[Point labeling dataset excerpts]
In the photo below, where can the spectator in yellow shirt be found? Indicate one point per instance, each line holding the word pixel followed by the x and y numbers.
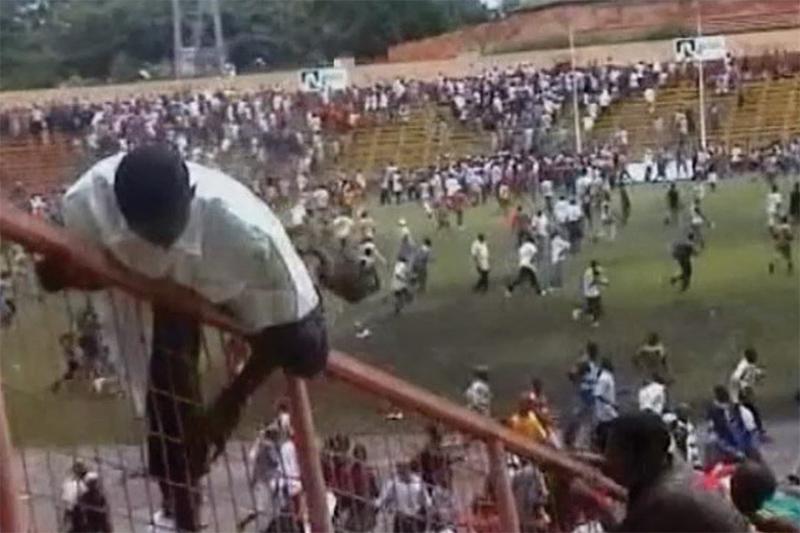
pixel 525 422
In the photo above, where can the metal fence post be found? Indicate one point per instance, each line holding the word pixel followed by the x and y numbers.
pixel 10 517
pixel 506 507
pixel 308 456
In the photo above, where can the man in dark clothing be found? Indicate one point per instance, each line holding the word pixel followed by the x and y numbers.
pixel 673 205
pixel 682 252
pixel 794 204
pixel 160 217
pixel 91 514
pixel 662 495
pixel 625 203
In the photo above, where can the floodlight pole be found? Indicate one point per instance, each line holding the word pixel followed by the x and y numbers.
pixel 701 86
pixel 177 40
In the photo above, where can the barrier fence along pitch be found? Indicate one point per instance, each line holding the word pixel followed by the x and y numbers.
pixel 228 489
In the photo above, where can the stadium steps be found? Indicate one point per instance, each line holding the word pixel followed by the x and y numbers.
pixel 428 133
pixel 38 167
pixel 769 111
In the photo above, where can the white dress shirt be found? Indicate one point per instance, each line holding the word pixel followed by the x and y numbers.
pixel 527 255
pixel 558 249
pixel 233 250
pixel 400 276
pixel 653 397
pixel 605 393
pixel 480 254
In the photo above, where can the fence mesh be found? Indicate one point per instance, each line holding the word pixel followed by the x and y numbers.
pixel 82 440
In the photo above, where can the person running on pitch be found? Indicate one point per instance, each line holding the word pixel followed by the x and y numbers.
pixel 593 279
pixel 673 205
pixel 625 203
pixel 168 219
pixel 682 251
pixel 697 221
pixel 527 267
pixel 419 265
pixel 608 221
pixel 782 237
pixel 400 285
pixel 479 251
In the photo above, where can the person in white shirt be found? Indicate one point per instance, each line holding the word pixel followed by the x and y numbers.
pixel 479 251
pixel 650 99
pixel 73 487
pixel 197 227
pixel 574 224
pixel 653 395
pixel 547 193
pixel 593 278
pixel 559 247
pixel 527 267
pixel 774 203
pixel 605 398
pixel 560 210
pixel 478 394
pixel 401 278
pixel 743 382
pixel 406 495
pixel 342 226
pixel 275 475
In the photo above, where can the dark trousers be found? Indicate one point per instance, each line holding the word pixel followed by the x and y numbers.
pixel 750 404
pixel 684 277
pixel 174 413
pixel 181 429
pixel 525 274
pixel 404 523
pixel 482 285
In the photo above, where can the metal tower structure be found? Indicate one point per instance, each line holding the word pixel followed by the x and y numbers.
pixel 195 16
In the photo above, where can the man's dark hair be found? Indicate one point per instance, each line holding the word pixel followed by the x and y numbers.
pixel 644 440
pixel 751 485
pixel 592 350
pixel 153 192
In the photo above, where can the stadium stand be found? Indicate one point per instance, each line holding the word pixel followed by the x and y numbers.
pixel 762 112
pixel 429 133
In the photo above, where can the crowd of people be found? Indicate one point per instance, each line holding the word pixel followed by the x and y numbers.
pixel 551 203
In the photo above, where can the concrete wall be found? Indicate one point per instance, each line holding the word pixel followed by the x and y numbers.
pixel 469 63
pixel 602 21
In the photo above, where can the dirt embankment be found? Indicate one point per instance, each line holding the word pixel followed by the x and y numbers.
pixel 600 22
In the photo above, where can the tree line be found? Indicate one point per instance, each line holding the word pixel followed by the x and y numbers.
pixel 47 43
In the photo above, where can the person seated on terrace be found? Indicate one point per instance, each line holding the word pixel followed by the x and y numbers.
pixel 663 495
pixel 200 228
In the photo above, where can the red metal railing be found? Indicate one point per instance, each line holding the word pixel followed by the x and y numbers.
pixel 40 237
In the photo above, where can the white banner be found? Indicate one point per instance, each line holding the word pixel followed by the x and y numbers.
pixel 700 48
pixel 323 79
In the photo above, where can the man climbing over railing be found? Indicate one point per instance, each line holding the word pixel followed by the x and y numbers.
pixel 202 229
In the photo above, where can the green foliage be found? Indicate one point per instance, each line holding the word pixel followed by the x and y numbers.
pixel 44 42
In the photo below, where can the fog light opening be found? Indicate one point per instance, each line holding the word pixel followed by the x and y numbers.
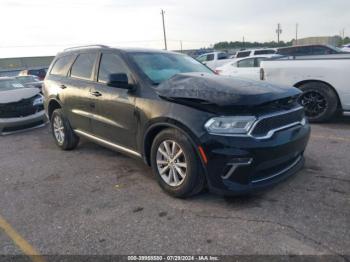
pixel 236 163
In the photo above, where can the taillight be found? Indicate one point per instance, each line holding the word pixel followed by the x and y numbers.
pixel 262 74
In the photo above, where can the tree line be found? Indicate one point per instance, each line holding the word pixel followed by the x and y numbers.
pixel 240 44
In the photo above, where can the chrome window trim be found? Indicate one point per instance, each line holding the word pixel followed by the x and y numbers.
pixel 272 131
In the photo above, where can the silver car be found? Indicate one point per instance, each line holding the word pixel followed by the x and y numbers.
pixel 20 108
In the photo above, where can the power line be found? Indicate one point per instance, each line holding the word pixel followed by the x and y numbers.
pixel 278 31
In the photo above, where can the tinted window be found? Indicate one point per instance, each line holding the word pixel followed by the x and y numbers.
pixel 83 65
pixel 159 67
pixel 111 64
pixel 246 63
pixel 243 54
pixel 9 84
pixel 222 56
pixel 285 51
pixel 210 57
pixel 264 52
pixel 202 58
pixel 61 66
* * *
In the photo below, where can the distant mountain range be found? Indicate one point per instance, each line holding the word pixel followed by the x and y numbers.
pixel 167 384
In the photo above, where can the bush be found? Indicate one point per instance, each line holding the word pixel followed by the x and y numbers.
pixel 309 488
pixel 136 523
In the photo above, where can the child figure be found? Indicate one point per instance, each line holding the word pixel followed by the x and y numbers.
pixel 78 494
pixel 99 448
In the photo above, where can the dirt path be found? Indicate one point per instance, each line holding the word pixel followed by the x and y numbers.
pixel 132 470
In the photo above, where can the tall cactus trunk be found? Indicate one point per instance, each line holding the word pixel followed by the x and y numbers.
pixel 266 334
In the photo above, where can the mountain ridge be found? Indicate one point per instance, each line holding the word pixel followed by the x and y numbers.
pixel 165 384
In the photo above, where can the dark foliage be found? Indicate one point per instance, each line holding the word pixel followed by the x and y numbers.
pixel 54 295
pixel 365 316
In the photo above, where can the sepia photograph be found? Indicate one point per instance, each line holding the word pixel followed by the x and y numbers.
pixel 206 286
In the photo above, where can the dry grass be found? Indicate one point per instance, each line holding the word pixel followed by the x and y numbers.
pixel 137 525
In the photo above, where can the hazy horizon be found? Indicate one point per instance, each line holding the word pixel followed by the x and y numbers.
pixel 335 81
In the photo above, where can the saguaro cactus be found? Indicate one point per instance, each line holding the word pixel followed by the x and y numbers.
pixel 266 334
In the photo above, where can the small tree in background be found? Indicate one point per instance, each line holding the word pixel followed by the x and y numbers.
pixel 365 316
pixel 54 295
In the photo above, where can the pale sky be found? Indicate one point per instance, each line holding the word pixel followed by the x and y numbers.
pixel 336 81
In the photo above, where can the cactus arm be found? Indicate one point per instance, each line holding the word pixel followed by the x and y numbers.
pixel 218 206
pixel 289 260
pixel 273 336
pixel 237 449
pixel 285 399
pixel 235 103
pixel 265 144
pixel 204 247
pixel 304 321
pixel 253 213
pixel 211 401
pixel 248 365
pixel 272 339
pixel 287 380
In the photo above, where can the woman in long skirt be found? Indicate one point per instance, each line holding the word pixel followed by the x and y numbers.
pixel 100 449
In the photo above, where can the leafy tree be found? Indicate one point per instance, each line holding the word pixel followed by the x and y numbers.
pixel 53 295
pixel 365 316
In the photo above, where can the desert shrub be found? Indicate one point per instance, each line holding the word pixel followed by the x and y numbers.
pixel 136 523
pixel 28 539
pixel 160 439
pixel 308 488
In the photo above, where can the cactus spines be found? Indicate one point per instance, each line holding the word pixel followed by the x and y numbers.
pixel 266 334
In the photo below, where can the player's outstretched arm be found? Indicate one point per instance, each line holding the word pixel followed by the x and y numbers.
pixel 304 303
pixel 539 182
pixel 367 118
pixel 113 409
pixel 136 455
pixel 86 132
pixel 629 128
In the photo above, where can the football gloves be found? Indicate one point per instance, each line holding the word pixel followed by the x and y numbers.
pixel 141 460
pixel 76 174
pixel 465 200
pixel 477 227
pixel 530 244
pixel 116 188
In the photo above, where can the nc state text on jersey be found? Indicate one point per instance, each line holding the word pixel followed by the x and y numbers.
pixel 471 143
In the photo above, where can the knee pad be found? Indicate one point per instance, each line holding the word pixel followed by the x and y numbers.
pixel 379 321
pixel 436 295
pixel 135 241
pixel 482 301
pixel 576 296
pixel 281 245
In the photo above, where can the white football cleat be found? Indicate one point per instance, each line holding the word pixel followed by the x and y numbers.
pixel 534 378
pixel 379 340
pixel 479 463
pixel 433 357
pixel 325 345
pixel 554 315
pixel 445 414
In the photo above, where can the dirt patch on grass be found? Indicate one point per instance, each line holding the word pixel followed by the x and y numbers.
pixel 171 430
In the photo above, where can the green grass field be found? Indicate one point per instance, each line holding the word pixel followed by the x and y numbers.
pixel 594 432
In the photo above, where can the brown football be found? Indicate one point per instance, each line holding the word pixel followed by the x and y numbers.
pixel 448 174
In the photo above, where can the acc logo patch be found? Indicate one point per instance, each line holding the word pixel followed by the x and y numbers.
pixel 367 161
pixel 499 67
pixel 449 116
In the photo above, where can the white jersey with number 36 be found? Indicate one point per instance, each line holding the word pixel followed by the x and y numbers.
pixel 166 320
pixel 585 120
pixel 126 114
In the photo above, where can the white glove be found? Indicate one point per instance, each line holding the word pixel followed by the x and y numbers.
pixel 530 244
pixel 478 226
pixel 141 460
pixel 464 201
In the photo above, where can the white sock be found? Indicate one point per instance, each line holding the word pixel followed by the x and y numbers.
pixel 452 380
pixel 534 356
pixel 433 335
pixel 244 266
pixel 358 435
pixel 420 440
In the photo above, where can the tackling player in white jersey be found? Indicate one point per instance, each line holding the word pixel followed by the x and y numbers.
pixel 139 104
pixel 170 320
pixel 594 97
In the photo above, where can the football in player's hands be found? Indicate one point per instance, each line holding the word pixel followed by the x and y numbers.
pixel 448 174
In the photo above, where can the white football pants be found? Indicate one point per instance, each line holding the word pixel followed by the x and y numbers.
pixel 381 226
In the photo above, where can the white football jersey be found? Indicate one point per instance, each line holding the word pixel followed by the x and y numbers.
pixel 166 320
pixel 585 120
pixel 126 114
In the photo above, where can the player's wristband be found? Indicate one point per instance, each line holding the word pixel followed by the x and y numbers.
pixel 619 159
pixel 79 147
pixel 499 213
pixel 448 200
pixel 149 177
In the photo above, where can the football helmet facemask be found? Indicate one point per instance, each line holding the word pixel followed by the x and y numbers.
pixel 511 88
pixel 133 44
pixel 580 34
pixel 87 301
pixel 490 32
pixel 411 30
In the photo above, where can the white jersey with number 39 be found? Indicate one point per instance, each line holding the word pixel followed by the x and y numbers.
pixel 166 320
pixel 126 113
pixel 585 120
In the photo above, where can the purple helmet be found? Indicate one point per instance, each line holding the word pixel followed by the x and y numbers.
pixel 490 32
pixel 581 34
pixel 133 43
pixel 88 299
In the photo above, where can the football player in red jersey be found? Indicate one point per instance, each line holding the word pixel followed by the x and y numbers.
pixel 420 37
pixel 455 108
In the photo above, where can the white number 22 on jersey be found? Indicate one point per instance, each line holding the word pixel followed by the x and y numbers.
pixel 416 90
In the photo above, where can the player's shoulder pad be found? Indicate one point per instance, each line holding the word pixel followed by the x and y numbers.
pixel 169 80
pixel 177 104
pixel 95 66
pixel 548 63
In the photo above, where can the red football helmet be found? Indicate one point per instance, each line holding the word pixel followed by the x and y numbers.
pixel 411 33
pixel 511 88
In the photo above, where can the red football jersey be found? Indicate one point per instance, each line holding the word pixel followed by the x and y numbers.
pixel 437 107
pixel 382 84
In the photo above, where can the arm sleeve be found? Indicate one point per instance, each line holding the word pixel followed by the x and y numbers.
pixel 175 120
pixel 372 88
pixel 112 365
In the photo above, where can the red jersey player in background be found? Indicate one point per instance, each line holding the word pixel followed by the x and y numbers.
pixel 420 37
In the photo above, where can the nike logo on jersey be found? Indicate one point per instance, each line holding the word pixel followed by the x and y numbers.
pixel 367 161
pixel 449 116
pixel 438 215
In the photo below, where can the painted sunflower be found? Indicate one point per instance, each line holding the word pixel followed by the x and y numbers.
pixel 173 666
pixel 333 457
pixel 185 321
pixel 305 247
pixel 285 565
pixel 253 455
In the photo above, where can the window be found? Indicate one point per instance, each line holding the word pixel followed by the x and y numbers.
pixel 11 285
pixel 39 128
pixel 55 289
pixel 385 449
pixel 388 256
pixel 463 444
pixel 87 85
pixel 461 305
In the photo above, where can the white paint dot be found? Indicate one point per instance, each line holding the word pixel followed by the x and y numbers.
...
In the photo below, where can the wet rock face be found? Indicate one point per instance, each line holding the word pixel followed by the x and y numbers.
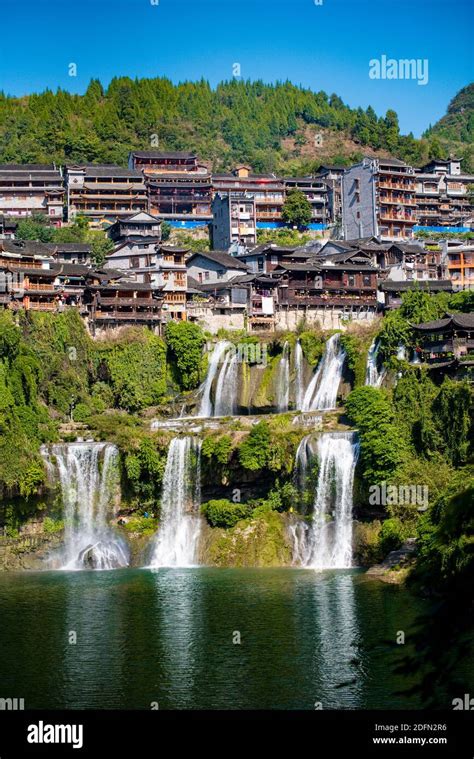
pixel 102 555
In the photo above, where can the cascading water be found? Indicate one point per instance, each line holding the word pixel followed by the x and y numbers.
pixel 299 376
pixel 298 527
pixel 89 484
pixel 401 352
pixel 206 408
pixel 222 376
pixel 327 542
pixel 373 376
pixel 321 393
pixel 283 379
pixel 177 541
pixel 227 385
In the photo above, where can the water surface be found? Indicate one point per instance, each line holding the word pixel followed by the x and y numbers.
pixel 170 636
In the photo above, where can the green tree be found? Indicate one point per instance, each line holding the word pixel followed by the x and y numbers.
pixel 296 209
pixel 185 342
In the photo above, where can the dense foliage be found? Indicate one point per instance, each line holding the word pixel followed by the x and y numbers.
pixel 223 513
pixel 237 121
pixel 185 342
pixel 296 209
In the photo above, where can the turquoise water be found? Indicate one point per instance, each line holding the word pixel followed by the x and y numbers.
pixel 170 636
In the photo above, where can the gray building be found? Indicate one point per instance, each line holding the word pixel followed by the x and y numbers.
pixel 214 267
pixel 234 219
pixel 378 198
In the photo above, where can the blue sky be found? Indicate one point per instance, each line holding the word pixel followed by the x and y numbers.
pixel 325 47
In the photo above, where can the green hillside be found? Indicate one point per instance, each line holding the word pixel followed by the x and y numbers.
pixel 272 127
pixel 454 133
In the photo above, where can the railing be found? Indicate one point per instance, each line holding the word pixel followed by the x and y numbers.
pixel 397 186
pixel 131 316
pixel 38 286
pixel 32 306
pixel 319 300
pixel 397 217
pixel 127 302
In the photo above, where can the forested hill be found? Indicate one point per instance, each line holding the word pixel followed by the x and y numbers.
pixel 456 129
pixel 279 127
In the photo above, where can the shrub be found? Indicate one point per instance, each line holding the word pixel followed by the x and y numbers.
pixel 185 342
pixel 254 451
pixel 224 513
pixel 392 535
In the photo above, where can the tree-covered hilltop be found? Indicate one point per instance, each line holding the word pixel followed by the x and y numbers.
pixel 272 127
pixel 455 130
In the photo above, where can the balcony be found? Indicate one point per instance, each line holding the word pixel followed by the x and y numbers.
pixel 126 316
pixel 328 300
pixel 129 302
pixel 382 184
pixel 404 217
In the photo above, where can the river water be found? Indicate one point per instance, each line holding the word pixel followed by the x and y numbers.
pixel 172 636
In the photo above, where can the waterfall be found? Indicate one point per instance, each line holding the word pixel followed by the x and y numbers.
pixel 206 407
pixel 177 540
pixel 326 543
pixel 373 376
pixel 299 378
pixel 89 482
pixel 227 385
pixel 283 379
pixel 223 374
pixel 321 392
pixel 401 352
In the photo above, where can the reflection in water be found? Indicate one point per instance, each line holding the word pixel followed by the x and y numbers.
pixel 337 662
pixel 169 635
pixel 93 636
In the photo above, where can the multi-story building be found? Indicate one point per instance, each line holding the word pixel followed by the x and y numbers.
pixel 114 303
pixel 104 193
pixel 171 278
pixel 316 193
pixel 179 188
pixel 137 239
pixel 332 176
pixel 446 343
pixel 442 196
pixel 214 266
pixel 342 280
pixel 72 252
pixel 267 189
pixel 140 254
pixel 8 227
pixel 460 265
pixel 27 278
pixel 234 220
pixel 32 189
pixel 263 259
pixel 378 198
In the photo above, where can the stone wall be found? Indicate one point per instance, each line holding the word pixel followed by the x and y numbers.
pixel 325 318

WRITTEN TASK - Give the stretch of rows from the line containing "In the photo below, where can the spectator" through the line containing "pixel 228 489", both included, as a numbered list with blank lines omitted. Leave the pictures out.

ANSWER IN FULL -
1. In the photo below, where can the spectator in yellow shirt be found? Indicate one point per instance, each line holding the word pixel followed by the x and y numbers.
2. pixel 525 422
3. In the photo above, where can the metal fence post be found? Indicate one point per instance, each line holding the word pixel followed by the x and y numbers.
4. pixel 10 517
5. pixel 506 507
6. pixel 308 456
7. In the photo above, where can the man in dark clothing be found? Indicate one point per instance, each line holding the word pixel followed by the x and y numbers.
8. pixel 673 205
9. pixel 682 252
10. pixel 794 204
11. pixel 160 217
12. pixel 91 514
13. pixel 662 495
14. pixel 625 203
15. In the photo above, where can the floodlight pole be found? Indicate one point per instance, each line holding the word pixel followed by the x and y numbers.
16. pixel 701 86
17. pixel 177 40
18. In the photo above, where can the barrier fence along pitch be found? Indicate one point per instance, each line holding the word pixel followed by the x and y numbers.
19. pixel 228 489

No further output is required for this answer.